[Supplied information start]
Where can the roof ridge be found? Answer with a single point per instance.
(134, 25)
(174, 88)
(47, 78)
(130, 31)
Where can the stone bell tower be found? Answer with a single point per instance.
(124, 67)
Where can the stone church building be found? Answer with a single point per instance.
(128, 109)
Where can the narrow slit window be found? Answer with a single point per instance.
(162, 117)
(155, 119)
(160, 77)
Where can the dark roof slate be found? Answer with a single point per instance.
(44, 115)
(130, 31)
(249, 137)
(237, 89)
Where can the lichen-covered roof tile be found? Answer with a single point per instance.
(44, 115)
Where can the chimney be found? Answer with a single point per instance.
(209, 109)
[Supplied information end]
[Supplied information start]
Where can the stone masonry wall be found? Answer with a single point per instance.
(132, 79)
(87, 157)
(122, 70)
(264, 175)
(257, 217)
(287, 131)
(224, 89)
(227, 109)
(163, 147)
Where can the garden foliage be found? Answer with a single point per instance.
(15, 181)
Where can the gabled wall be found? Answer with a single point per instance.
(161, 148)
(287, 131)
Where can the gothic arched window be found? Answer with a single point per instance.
[Supplied information end]
[Supplied information start]
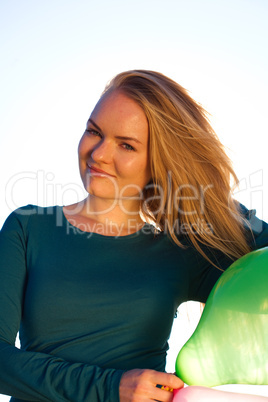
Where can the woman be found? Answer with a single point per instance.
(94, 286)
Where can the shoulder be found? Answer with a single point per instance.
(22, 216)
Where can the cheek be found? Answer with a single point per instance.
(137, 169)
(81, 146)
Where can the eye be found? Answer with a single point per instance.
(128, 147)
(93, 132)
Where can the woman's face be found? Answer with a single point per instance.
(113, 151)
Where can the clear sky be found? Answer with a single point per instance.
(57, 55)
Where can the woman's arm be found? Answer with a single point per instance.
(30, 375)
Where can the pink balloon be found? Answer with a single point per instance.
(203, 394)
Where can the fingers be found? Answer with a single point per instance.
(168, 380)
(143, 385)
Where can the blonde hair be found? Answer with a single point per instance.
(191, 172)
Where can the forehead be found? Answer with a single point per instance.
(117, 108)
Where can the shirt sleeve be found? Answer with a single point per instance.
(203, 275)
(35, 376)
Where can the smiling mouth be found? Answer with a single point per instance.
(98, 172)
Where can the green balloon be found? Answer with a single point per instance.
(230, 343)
[Supplied information end]
Work to complete:
Show each row above that contains the word "balloon", copying it unchanged.

Correct output:
Where can the pink balloon be found? Answer with a single point per instance.
Where can the green balloon be found? Answer with a single point per instance.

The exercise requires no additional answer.